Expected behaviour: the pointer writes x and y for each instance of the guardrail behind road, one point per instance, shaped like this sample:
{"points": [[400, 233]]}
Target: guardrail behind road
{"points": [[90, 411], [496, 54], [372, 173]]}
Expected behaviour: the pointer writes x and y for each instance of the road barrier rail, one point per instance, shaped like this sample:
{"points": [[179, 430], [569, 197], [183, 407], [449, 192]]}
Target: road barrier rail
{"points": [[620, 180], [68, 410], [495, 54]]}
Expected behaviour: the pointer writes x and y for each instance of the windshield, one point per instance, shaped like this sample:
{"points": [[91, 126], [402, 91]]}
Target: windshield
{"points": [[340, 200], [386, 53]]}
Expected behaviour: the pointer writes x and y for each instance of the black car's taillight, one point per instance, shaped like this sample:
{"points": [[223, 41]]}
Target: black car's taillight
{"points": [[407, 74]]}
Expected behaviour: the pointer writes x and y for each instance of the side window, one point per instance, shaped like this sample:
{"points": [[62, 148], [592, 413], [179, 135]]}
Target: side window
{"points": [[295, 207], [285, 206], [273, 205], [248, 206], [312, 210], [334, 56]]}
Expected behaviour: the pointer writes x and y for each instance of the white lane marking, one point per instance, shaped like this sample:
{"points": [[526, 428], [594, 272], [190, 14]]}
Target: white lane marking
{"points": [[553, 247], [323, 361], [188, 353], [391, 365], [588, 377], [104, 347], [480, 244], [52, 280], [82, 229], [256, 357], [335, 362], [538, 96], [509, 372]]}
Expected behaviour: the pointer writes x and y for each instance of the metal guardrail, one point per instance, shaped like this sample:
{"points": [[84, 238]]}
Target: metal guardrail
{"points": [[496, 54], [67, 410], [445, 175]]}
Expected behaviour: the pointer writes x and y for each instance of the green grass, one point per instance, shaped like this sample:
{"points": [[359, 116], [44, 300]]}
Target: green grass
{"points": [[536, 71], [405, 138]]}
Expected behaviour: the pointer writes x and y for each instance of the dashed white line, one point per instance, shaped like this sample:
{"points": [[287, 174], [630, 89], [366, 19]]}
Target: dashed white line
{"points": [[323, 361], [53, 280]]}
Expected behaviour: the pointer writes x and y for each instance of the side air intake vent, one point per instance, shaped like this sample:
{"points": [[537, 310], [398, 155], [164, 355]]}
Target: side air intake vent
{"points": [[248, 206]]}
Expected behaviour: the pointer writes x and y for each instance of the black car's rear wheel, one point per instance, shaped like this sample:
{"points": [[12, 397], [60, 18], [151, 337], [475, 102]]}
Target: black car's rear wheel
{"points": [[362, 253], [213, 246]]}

-.-.-

DIRECTIVE: Write out every line of the items above as a numbered list, skipping any blank lines.

ANSWER TO THIS TASK:
1. Expected behaviour: the pointer writes x and y for each instance of the guardrail behind road, one point per instance, shaped like this sample:
2. {"points": [[400, 233]]}
3. Target: guardrail behind road
4. {"points": [[90, 411], [496, 54], [372, 173]]}
5. Expected behaviour: the pointer writes x and y for each instance of the road barrier rail, one point per instance, shaped like this sample:
6. {"points": [[179, 430], [569, 197], [183, 407], [449, 192]]}
7. Target: road barrier rail
8. {"points": [[620, 180], [68, 410], [495, 54]]}
9. Expected behaviour: the pointer writes x and y for each instance of the windshield, one point per instance, shaped like this sample:
10. {"points": [[91, 126], [402, 91]]}
11. Target: windshield
12. {"points": [[340, 200], [386, 53]]}
13. Expected behaviour: the pointer writes x and y for each instance of the black car's taillight, one point per instance, shaped like this sample:
14. {"points": [[223, 41]]}
15. Target: black car's taillight
16. {"points": [[407, 74]]}
17. Expected behaviour: the pointer writes x and y for each instance of the side window, one point per instance, shaped like this sample:
18. {"points": [[62, 148], [592, 413], [179, 135]]}
19. Target: side window
20. {"points": [[295, 207], [285, 206], [273, 205], [248, 206], [312, 210], [334, 56]]}
21. Expected behaviour: the pointer writes x and y for each instance of the white lane marking, one point per instance, shaped like this sample:
22. {"points": [[526, 428], [594, 272], [190, 14]]}
23. Target: white lane marking
24. {"points": [[553, 247], [323, 361], [188, 353], [391, 365], [588, 377], [104, 347], [480, 244], [52, 280], [82, 229], [256, 357], [335, 362], [538, 96], [509, 372]]}
25. Expected behaviour: the pointer writes x and y for each instance of the metal guardrail, one point per instance, shaped like this sample:
26. {"points": [[84, 238]]}
27. Target: metal guardrail
28. {"points": [[496, 54], [67, 410], [445, 175]]}
29. Expected behaviour: the pointer writes x and y for each instance of the green grass, one point per instance, shaped like this sample:
30. {"points": [[359, 116], [44, 300]]}
31. Target: green grass
32. {"points": [[536, 71], [405, 138]]}
33. Expected behaviour: the pointer writes x and y for each instance of the dashed white line, one point per instance, shaped like this sample:
34. {"points": [[287, 174], [630, 89], [366, 19]]}
35. Target: dashed white line
36. {"points": [[323, 361], [53, 280]]}
37. Expected behaviour: the pointer writes x and y for each instance of the side air intake vent, one point per instance, shaped like this sample:
38. {"points": [[537, 310], [398, 155], [164, 355]]}
39. Target: side air intake vent
40. {"points": [[248, 206]]}
41. Expected behaviour: the pointer writes x and y for each instance of the black car's rear wheel, one point per instance, shaped like this sample:
42. {"points": [[12, 397], [60, 18], [151, 337], [475, 102]]}
43. Target: black car's rear wheel
44. {"points": [[362, 253], [213, 246]]}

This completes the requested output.